Updated August 3, 2020
A memorandum in support of, or in opposition to, a motion for summary judgment should be drafted to convey to a busy judge, in the most efficient and convincing way possible, why the motion should be granted or denied. Although this article focuses on summary judgment in the Massachusetts Superior Court, many of the observations are equally applicable to summary judgments filed in other Massachusetts courts.
Know your audience.
A motion for summary judgment is directed to a special audience (the judge) and must present both the facts and the law in a manner calculated to satisfy the needs and expectations of that audience.
Keep in mind that the judge may know relatively little about the facts of your case until he or she reads your memorandum and related summary judgment papers. This is especially true where the judge has not had occasion to make other substantive rulings in the case (e.g. on a motion to dismiss) before the motion for summary judgment is filed. In any case, the judge certainly knows less about the case than you do.
Similarly, because most judges deal with cases of many kinds, they are often generalists, rather than experts in the applicable law. Your summary judgment memorandum must educate the judge about both the facts and the law.
Judges are also overworked. As a result, the judge may have little patience with a memorandum that makes his or her job more difficult or wastes precious time. Your memorandum, and each argument within it, should be as clear and concise as possible and should “get to the point” quickly, rather than forcing the judge to wade through irrelevant facts or boilerplate law. You must do everything possible to make your memorandum easy to read and your arguments easily understood. This places a premium on careful organization and the use of “roadmap” paragraphs.
Throughout your memorandum, focus on the primary question before the court on summary judgment: whether there exists any genuine issue of material fact. The judge will be most interested in whether such a factual issue exists. Therefore, whether seeking or opposing summary judgment, your memorandum should stress the facts. Keep in mind the court’s limited function when deciding a motion for summary judgment. The court does not weigh the evidence or decide disputed issues. Accordingly, there is little point in the moving party arguing, as one might at trial, that one version of the facts is more plausible than another. The motion can be granted only if there is no dispute as to any material fact.
A judge is more likely to grant summary judgment in a case with common facts and established law, than in a case with complex or unusual facts and unfamiliar or undecided law. Thus, if you are moving for summary judgment, emphasize the simplicity and everyday nature of the case. Conversely, the opposing party should cast the case as a complex situation requiring the application of new or uncertain legal principals.
Before drafting the memorandum.

Your goal: Copy out everything in the summary judgment article from "A motion for summary judgment is" down to "of that audience.", with the wording kept unchanged. The data that comes next is separate material and has no connection to the article.

Extracted material:
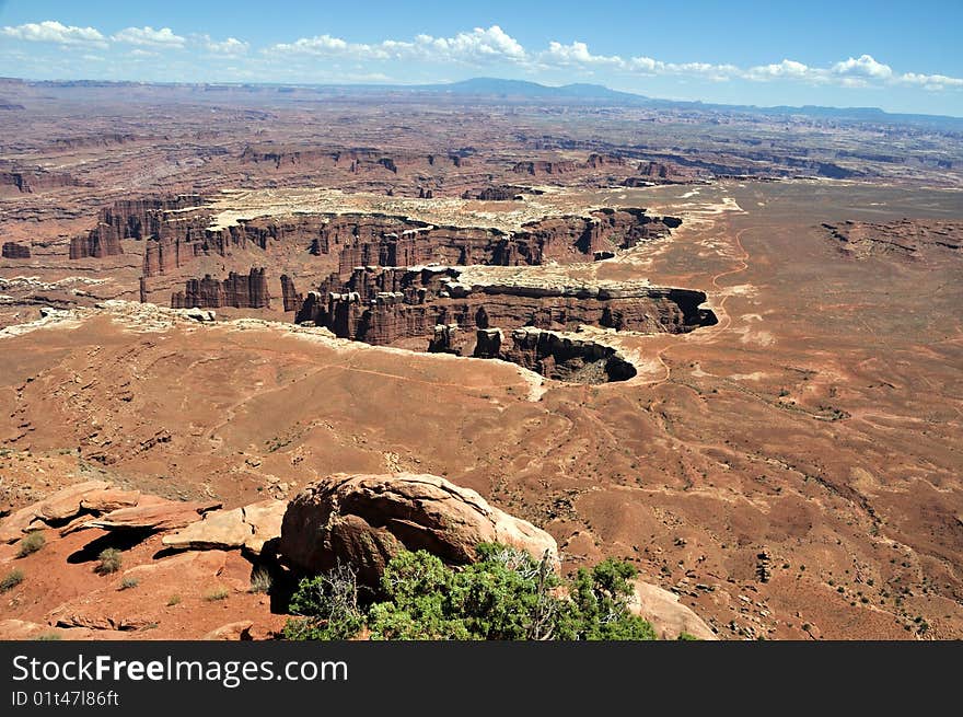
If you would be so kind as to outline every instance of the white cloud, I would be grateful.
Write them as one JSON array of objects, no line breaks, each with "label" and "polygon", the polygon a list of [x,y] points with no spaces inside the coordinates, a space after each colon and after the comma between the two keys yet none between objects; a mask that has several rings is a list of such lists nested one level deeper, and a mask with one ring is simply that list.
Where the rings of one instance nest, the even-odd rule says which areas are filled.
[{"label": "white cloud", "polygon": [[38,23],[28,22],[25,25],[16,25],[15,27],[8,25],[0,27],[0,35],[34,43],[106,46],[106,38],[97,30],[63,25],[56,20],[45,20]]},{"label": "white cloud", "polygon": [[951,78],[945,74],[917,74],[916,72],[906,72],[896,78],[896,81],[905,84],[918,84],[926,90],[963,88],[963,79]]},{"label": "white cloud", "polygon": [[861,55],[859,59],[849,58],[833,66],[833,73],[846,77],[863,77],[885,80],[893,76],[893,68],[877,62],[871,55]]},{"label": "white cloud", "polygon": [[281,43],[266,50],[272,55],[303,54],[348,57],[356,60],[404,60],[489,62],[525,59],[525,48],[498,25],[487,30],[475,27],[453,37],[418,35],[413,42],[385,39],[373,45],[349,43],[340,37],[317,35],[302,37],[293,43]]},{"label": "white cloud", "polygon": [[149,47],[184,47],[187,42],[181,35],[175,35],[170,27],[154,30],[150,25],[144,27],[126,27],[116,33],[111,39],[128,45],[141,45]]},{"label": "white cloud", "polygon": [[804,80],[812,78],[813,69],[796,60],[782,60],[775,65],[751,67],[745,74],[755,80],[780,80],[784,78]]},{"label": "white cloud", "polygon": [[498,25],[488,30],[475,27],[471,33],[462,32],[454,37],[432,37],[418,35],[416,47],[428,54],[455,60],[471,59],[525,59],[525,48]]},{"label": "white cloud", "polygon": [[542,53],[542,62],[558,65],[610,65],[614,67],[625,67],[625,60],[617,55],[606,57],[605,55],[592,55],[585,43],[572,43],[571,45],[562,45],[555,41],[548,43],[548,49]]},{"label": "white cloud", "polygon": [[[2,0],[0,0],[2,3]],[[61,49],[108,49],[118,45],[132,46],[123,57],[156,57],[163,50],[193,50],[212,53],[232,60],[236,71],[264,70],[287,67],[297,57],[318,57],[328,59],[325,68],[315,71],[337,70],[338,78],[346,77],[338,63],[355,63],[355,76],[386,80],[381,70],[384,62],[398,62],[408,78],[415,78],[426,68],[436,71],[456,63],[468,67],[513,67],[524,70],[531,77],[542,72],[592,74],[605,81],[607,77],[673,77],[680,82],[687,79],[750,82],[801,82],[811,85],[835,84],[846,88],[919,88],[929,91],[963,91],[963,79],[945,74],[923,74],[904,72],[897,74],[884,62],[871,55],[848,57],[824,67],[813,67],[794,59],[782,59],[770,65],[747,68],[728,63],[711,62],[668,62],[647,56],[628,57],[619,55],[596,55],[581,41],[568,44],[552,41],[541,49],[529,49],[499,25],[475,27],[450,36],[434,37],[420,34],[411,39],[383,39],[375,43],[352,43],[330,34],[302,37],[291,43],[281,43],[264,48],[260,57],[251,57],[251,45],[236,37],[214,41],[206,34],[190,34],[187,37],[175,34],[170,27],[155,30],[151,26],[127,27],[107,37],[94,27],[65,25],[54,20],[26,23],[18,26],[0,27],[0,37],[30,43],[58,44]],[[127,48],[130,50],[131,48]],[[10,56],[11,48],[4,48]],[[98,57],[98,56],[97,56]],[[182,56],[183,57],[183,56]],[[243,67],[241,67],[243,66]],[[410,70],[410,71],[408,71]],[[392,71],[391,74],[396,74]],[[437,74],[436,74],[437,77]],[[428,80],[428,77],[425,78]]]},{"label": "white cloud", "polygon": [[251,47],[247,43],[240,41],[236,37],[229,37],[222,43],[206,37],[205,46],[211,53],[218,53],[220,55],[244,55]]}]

* * *

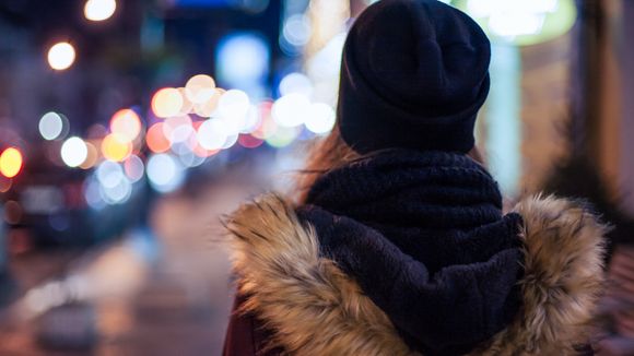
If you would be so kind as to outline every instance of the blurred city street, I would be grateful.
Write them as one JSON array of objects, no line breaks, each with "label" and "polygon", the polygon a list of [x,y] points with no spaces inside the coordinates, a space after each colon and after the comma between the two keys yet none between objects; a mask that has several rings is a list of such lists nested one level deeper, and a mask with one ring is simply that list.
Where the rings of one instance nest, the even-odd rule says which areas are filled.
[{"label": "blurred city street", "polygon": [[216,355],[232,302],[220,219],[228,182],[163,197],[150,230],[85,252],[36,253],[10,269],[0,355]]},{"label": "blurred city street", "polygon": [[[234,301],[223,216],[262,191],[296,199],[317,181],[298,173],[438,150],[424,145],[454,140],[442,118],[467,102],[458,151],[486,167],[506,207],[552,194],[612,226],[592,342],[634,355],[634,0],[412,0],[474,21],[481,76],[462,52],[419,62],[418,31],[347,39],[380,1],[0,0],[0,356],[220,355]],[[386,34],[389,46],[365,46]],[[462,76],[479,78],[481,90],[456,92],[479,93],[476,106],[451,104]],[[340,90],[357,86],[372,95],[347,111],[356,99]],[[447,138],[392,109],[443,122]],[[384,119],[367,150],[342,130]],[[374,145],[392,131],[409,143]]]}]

Answer to the exercise:
A motion for summary judgment is directed to a special audience (the judge) and must present both the facts and the law in a manner calculated to satisfy the needs and expectations of that audience.